* _Excerpted passage_
Content starts

One is to seek details. For example, ask for the names of the fellow students they’ve met rather than asking only whether they’ve met anyone. “If you’re not getting specific information, that’s a red flag,” she said.
Your young adult’s extracurricular pursuits also matter. No matter how demanding their schedule, “there’s got to be a social life on campus because this is a time of great social emotional development, not just intellectual academic development,” Dr. Albano said.
If the answers you get concern you, encourage your young adult to talk about what’s getting in the way. “A lot of parents are going to hear, ‘It’s just that I’m overwhelmed. You don’t understand. I have so much work.’ And that’s where you can say, ‘OK, are you making use of the tutoring center? Have you met with your professors?’ Breaking down the stigma that some kids feel about asking for help is very important.”
Because of the party culture on most campuses, it’s also important that the student understand that drugs and booze only seem to offer relief. In reality, they’re more likely to create new problems. “Alcohol and other substances are things they use to try to comfort themselves when they’re challenged with anxiety,” Dr. Albano said. “So the co-occurrence of those conditions, especially in college age, is something that we see and that has to be addressed. You can’t treat one and not the other.”

Content ends

* _Listed records_
Content starts

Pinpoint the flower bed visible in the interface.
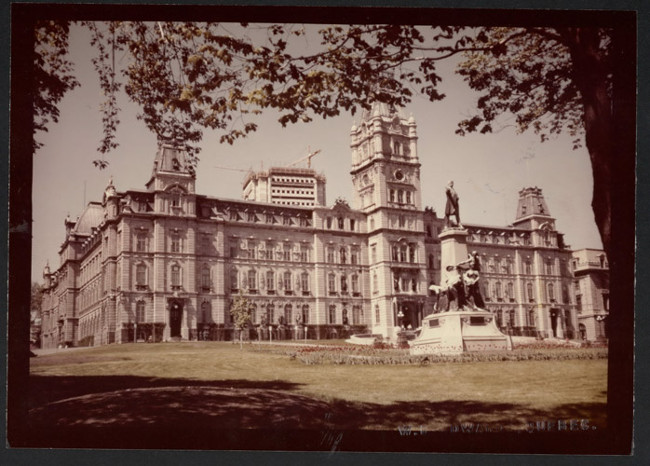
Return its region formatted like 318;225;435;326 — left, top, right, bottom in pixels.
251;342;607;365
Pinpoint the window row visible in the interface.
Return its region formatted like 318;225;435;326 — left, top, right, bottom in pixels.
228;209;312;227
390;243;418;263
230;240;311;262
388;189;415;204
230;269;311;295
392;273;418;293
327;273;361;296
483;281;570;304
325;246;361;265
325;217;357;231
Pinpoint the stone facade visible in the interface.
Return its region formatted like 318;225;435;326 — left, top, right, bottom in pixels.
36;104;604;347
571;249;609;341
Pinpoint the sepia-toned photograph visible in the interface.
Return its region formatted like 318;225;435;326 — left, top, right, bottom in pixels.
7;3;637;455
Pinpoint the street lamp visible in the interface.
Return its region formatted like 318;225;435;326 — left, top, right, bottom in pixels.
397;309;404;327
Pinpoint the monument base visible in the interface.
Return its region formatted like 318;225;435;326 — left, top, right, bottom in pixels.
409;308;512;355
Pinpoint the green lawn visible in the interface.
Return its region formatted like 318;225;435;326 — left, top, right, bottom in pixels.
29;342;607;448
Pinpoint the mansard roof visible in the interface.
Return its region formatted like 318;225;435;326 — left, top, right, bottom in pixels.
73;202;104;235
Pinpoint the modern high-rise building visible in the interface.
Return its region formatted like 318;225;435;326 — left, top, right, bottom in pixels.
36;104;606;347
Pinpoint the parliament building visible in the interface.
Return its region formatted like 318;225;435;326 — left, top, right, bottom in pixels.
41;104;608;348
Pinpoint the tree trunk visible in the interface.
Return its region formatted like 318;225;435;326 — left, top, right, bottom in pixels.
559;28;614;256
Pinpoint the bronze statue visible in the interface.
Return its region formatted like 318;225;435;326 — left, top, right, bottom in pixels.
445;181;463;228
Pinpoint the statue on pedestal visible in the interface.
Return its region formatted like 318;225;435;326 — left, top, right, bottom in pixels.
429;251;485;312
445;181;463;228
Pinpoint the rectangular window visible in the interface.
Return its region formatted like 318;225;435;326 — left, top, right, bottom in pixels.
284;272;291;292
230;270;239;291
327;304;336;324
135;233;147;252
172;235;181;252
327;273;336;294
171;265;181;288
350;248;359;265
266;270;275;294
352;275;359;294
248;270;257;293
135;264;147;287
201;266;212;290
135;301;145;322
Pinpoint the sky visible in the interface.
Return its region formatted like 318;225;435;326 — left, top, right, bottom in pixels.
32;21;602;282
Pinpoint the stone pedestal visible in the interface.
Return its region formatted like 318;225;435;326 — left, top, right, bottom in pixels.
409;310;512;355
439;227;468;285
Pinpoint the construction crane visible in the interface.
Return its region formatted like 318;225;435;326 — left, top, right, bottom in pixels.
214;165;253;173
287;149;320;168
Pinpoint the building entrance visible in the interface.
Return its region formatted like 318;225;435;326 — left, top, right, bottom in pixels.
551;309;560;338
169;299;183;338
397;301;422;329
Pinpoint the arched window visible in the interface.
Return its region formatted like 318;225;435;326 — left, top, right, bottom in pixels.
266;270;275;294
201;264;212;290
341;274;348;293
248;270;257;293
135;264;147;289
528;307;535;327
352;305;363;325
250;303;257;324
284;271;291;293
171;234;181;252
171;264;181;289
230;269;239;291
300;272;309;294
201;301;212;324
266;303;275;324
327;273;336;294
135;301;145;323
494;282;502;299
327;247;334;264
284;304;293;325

Content ends

* _Work to complete_
Translate into Spanish this sentence from the passage about parents supporting college students: "Breaking down the stigma that some kids feel about asking for help is very important."

* _Completed exercise_
Romper con el estigma que algunos chicos sienten respecto a pedir ayuda es muy importante.